* [Exercise instructions]:
- 1) In the biographical passage, at which hospital did Dennis mainly work while at Stony Brook?
- 2) Return the biographical passage word for word from "Early in 1974, Harry" to "and wound-healing studies.".

SUNY Stony Brook and Retirement, 1975-1996

Early in 1974, Harry Soroff, the chair of surgery at SUNY Stony Brook, recruited Dennis to the recently-opened medical school's faculty. The offer included generous research space and clinical facilities, guaranteed support for research, and no administrative duties. Though concerned about the newness of the Stony Brook program, and about recovering his rusty surgical skills, Dennis was eager to leave NIH, and returned to New York in 1975. Once again he found himself helping to build a surgical program and a coordinated system of affiliated hospitals at a relatively new institution. However, he was able to devote much of his time to teaching and to clinical research, working mainly at the Northport Veteran's Administration Hospital. There he returned to several of his earlier interests including gastrointestinal surgery and wound-healing studies.

Dennis retired from Stony Brook in 1988, and moved back to St. Paul, Minnesota. He came out of retirement in 1991 to take over as director of the Cancer Detection Center (CDC) at the University of Minnesota. Owen Wangensteen had founded the CDC in 1948, as a non-profit, public service project of the department of surgery. Many of the surgeries he and his staff performed at the time involved cancer, and they knew they could save more patients if they caught the cancers earlier. CDC clients could, for a modest fee, get an annual comprehensive screening examination and if needed, referrals for treatment. It was an innovative program for many years, but when Dennis was recruited, the CDC was in decline and the department of surgery had considered closing it after the previous director's death. As he had throughout his career, Dennis applied his knowledge, experience, and characteristic patience to sorting out yet another tangled situation.

* [Recorded information]:
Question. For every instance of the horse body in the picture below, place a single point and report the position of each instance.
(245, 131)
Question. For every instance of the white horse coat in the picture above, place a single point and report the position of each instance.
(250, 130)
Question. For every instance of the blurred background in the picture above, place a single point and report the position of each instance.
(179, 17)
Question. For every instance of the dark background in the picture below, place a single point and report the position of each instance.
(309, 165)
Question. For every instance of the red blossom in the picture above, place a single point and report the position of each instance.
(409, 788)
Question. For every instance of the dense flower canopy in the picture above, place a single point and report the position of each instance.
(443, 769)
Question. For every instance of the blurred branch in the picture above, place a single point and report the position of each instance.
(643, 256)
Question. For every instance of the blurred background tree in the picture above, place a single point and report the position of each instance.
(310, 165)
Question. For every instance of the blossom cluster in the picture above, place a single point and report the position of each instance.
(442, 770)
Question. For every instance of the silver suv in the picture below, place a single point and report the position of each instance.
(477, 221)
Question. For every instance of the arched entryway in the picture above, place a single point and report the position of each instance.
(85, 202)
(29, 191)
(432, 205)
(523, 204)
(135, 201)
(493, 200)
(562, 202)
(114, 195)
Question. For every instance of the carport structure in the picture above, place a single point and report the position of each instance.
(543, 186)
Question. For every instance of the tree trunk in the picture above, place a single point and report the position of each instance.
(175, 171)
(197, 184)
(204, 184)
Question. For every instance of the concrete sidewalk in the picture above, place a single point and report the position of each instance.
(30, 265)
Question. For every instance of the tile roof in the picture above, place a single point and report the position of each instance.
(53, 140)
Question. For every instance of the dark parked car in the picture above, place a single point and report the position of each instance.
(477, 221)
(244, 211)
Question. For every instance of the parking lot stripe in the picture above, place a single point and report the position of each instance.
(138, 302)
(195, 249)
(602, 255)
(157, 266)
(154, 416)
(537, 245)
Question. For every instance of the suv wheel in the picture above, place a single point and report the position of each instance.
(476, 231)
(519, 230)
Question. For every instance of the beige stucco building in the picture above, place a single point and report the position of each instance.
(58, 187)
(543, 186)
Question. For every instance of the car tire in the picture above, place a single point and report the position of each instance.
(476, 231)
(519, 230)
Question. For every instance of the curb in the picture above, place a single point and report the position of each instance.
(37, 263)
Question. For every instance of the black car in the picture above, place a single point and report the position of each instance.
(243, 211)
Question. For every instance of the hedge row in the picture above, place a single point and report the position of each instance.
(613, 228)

* [Exercise responses]:
- 1) The Northport Veteran's Administration Hospital

- 2)
Early in 1974, Harry Soroff, the chair of surgery at SUNY Stony Brook, recruited Dennis to the recently-opened medical school's faculty. The offer included generous research space and clinical facilities, guaranteed support for research, and no administrative duties. Though concerned about the newness of the Stony Brook program, and about recovering his rusty surgical skills, Dennis was eager to leave NIH, and returned to New York in 1975. Once again he found himself helping to build a surgical program and a coordinated system of affiliated hospitals at a relatively new institution. However, he was able to devote much of his time to teaching and to clinical research, working mainly at the Northport Veteran's Administration Hospital. There he returned to several of his earlier interests including gastrointestinal surgery and wound-healing studies.